Short problem 1>
Copy the entries exactly as they appear, starting with the line that contains "Where can the woman's" and running through the last line of the entries, both ends included.

This spring, NASA Explorer Schools teams of teachers and
administrators from Nebraska, Minnesota, and Iowa will fly
aboard NASA’s “weightless wonder”, a KC-135A aircraft, as part
of NASA’s Reduced Gravity Student Flight Opportunities Program.

For the first time, teams from NASA Explorer Schools will
participate in NASA’s Reduced Gravity Student Flight
Opportunities program. Participants will design and build
experiments for a microgravity environment and fly them aboard
NASA’s KC-135A aircraft. As a flying science laboratory, the
KC-135A alternates steep climbs and dives, riders experience
the best opportunity at weightlessness available on Earth.

The NASA Explorer Schools selected to fly in 2004 are: Pender
Public Schools, Pender, Neb., Crossroads Elementary School,
Saint Paul, Minn., and Sioux Central Middle School, Sioux
Rapids, Iowa.

Teams of students and teachers from these NASA Explorer
Schools, working in collaboration with NASA scientist-mentors,
will develop experiments that two teachers per school will
conduct during flights aboard the aircraft. The flights will
take place April 15-21 from Houston’s Ellington Field, near
NASA’s Johnson Space Center.

“One of the goals of the NES program is to provide teachers and
their students with unique opportunities that are inquiry-
based, ‘as only NASA can’,” said Peggy Steffen, NASA Explorer
Schools program manager. “Developing an experiment to fly on
the reduced gravity aircraft with the assistance of a NASA
scientist-mentor will provide the students an opportunity to
investigate a real-world application of physical science.”

Short problem 2>
Proceed with the announcement about NASA Explorer Schools teams flying aboard the KC-135A, picking up right after its last sentence.

Supplied information>
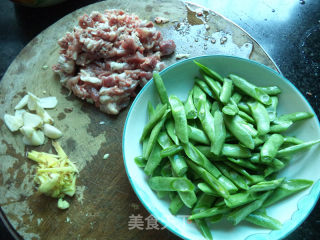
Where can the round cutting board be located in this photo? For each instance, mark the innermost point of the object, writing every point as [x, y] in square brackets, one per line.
[104, 206]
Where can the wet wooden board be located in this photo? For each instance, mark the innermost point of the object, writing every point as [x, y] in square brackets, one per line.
[105, 204]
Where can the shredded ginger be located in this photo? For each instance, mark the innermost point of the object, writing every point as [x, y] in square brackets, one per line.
[56, 174]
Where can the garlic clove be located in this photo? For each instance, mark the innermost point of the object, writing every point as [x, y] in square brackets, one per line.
[27, 131]
[32, 120]
[37, 138]
[32, 101]
[51, 131]
[48, 102]
[23, 102]
[44, 115]
[13, 122]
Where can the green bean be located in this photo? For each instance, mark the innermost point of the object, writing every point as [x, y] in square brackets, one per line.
[226, 91]
[296, 148]
[219, 133]
[235, 177]
[272, 90]
[266, 185]
[270, 148]
[207, 189]
[169, 125]
[198, 95]
[235, 150]
[169, 151]
[161, 88]
[154, 135]
[180, 120]
[246, 117]
[232, 123]
[250, 89]
[272, 108]
[263, 220]
[153, 161]
[176, 204]
[296, 116]
[190, 109]
[213, 85]
[261, 116]
[140, 161]
[240, 199]
[207, 121]
[179, 165]
[180, 184]
[292, 140]
[154, 119]
[287, 188]
[280, 126]
[244, 163]
[209, 212]
[204, 87]
[210, 72]
[244, 107]
[197, 135]
[214, 108]
[240, 214]
[209, 179]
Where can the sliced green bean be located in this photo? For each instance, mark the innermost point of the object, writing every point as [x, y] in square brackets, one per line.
[189, 107]
[210, 72]
[250, 89]
[235, 150]
[261, 116]
[272, 108]
[154, 135]
[169, 151]
[272, 90]
[219, 133]
[154, 119]
[296, 148]
[232, 124]
[180, 184]
[296, 116]
[161, 88]
[266, 185]
[176, 204]
[204, 87]
[169, 124]
[198, 135]
[226, 91]
[271, 147]
[180, 120]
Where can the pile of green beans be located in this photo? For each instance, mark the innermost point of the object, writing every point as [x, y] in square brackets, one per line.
[219, 152]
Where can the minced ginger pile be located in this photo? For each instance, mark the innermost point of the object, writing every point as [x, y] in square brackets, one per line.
[56, 174]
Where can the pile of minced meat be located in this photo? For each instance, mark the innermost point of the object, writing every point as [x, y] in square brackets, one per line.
[108, 55]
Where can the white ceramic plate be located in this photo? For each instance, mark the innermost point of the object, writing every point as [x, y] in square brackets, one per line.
[179, 79]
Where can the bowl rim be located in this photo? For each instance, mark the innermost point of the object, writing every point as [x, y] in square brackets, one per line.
[314, 186]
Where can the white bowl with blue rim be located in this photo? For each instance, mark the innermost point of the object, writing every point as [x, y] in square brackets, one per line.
[179, 79]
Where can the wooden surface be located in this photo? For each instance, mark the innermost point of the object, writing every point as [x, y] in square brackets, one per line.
[105, 200]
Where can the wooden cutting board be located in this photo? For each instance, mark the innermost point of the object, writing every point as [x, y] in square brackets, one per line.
[105, 204]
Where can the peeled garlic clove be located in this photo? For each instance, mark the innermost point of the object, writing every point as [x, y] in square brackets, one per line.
[13, 122]
[44, 115]
[37, 138]
[48, 102]
[31, 120]
[23, 102]
[32, 101]
[27, 131]
[51, 131]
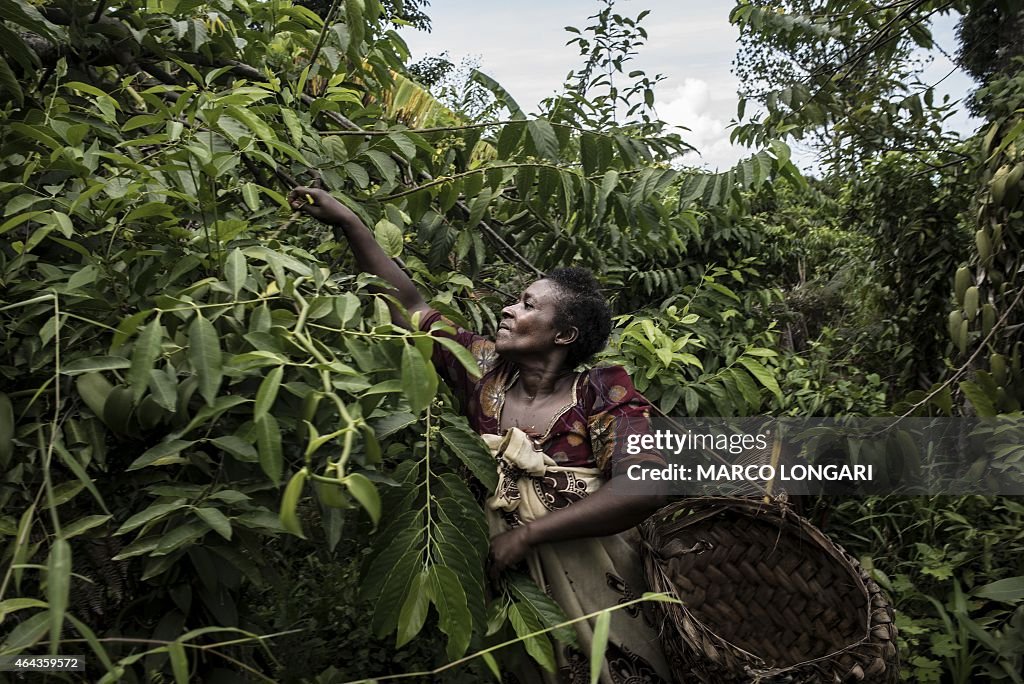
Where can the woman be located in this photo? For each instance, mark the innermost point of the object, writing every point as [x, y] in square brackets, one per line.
[558, 438]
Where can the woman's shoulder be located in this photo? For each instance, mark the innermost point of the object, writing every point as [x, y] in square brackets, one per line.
[608, 376]
[608, 385]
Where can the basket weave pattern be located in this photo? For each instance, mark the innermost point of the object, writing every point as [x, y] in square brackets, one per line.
[766, 598]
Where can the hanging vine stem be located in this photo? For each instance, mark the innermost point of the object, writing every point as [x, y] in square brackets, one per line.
[328, 20]
[664, 598]
[967, 365]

Final answer 1>
Where can the woman's shoulder be located in this photo? For each instance, mark the innermost point of the object, writing every point as [x, y] in square brackets, one per line.
[608, 376]
[608, 385]
Where can the basket weave pattern be located in this photo? For each instance, mark the innermost point of the object, writing every point as [x, y] in square brackets, one per line.
[766, 598]
Where can the hanging vine stem be located in this photo? For each instance, mark the innermost point of the object, writing every point as [x, y] in square brackets, one per line.
[328, 20]
[664, 598]
[967, 365]

Final answer 2>
The NASA Explorer Schools Program, started in June 2003,
establishes a three-year partnership between NASA and 50 new
NASA Explorer Schools teams annually. The teams consist of
teachers and education administrators from diverse communities
across the country. During the commitment period, NASA invites
teams to NASA Centers to spark innovative science and
mathematics instruction directed specifically at students in
grades four through nine. The selected schools are also
eligible for up to $17,500 in grants over the three years of
involvement, pending continued funding. The deadline for 2004
NASA Explorer Schools Program applications is midnight tonight.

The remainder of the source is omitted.